Exercise description - Copy out, unchanged, the lines that begin with the one containing "Would you kindly point to the hillside" and end with the one containing "<point>82,122</point>", including both of those lines.

Data supplied -
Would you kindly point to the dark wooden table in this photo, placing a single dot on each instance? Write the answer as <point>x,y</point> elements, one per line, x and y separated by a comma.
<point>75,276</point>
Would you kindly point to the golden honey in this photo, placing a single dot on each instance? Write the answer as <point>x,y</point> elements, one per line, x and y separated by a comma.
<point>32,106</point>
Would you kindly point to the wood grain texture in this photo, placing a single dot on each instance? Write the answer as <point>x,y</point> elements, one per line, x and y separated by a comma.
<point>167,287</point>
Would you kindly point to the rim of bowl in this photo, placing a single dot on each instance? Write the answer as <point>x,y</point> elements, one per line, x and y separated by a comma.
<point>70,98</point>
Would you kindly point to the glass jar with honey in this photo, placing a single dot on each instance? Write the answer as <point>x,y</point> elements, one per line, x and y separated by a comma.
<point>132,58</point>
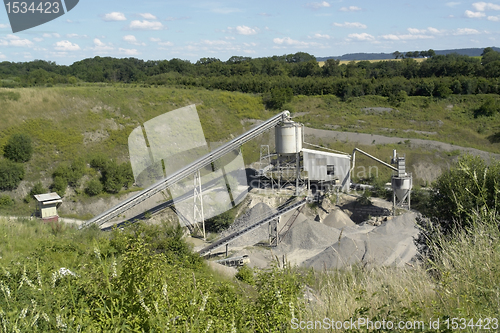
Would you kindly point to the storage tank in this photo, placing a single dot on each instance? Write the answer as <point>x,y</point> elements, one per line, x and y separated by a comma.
<point>401,186</point>
<point>288,137</point>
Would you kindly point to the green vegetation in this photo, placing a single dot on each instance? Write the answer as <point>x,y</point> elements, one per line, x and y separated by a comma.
<point>19,148</point>
<point>11,174</point>
<point>141,279</point>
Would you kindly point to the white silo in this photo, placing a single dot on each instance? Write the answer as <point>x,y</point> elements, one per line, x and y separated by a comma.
<point>288,138</point>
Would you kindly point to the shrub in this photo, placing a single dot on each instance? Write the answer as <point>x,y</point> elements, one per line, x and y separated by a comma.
<point>6,201</point>
<point>94,187</point>
<point>38,189</point>
<point>467,185</point>
<point>59,185</point>
<point>71,173</point>
<point>489,107</point>
<point>220,222</point>
<point>19,148</point>
<point>245,274</point>
<point>277,97</point>
<point>115,177</point>
<point>11,174</point>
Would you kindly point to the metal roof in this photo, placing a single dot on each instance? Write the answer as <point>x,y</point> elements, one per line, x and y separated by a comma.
<point>47,197</point>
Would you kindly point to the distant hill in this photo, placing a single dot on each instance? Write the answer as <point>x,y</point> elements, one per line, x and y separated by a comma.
<point>473,52</point>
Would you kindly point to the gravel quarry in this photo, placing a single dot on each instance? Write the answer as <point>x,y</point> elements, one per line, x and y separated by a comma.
<point>329,240</point>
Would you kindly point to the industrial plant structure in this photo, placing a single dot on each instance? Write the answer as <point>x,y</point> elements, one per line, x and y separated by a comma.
<point>306,171</point>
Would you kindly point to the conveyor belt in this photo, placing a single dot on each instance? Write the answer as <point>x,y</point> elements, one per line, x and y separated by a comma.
<point>237,234</point>
<point>186,171</point>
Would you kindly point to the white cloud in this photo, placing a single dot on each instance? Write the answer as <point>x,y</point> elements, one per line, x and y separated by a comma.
<point>483,6</point>
<point>225,10</point>
<point>13,40</point>
<point>244,30</point>
<point>114,16</point>
<point>76,36</point>
<point>132,40</point>
<point>289,41</point>
<point>320,36</point>
<point>318,5</point>
<point>410,36</point>
<point>99,46</point>
<point>350,9</point>
<point>361,37</point>
<point>350,25</point>
<point>466,31</point>
<point>148,16</point>
<point>471,14</point>
<point>66,45</point>
<point>129,52</point>
<point>145,25</point>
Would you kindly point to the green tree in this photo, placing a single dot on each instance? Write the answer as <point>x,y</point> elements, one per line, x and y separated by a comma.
<point>38,189</point>
<point>11,174</point>
<point>468,185</point>
<point>59,185</point>
<point>277,97</point>
<point>19,148</point>
<point>94,187</point>
<point>489,107</point>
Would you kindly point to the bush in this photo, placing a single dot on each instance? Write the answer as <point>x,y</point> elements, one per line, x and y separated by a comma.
<point>467,185</point>
<point>245,274</point>
<point>59,185</point>
<point>220,222</point>
<point>277,97</point>
<point>6,201</point>
<point>94,187</point>
<point>18,148</point>
<point>11,174</point>
<point>115,177</point>
<point>38,189</point>
<point>71,173</point>
<point>488,108</point>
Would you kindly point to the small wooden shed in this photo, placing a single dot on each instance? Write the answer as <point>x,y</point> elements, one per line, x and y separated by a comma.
<point>47,206</point>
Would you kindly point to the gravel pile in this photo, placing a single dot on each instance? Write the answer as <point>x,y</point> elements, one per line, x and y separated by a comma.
<point>338,219</point>
<point>390,244</point>
<point>253,215</point>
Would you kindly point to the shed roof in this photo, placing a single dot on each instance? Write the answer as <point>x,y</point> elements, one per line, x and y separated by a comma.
<point>47,197</point>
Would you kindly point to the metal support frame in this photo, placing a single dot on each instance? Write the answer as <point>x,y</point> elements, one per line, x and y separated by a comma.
<point>198,203</point>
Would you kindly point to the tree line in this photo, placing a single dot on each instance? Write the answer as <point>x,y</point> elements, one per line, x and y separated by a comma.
<point>437,75</point>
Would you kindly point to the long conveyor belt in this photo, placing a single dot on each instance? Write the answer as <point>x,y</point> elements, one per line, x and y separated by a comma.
<point>237,234</point>
<point>186,171</point>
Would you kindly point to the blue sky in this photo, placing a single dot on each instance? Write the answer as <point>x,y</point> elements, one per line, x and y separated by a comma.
<point>192,30</point>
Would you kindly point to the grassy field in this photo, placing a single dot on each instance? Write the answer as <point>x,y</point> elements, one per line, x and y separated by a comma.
<point>115,283</point>
<point>345,62</point>
<point>67,123</point>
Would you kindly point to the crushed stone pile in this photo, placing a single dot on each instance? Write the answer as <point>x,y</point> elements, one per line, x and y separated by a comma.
<point>253,215</point>
<point>306,235</point>
<point>338,219</point>
<point>390,244</point>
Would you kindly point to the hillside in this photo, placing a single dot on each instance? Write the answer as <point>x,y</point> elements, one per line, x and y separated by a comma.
<point>471,52</point>
<point>82,122</point>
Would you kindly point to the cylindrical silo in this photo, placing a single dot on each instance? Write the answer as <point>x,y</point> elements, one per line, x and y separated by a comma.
<point>401,186</point>
<point>288,137</point>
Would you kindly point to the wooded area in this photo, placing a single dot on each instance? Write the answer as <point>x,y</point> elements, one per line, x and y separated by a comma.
<point>437,76</point>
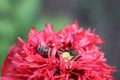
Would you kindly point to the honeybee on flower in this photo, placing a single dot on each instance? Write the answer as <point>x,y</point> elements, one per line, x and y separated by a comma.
<point>70,54</point>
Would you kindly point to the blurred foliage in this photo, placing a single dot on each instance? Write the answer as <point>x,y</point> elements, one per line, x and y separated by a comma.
<point>16,19</point>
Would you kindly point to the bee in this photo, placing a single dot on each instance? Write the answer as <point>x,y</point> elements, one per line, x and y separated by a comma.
<point>42,50</point>
<point>69,54</point>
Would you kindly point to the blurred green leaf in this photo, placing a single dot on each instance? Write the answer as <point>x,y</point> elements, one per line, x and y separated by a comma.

Task output -
Would you kindly point to the hillside in this photo, placing a single dot on each instance? Write the answer as <point>x,y</point> elements, one per line, x and y separated by a comma.
<point>471,52</point>
<point>82,122</point>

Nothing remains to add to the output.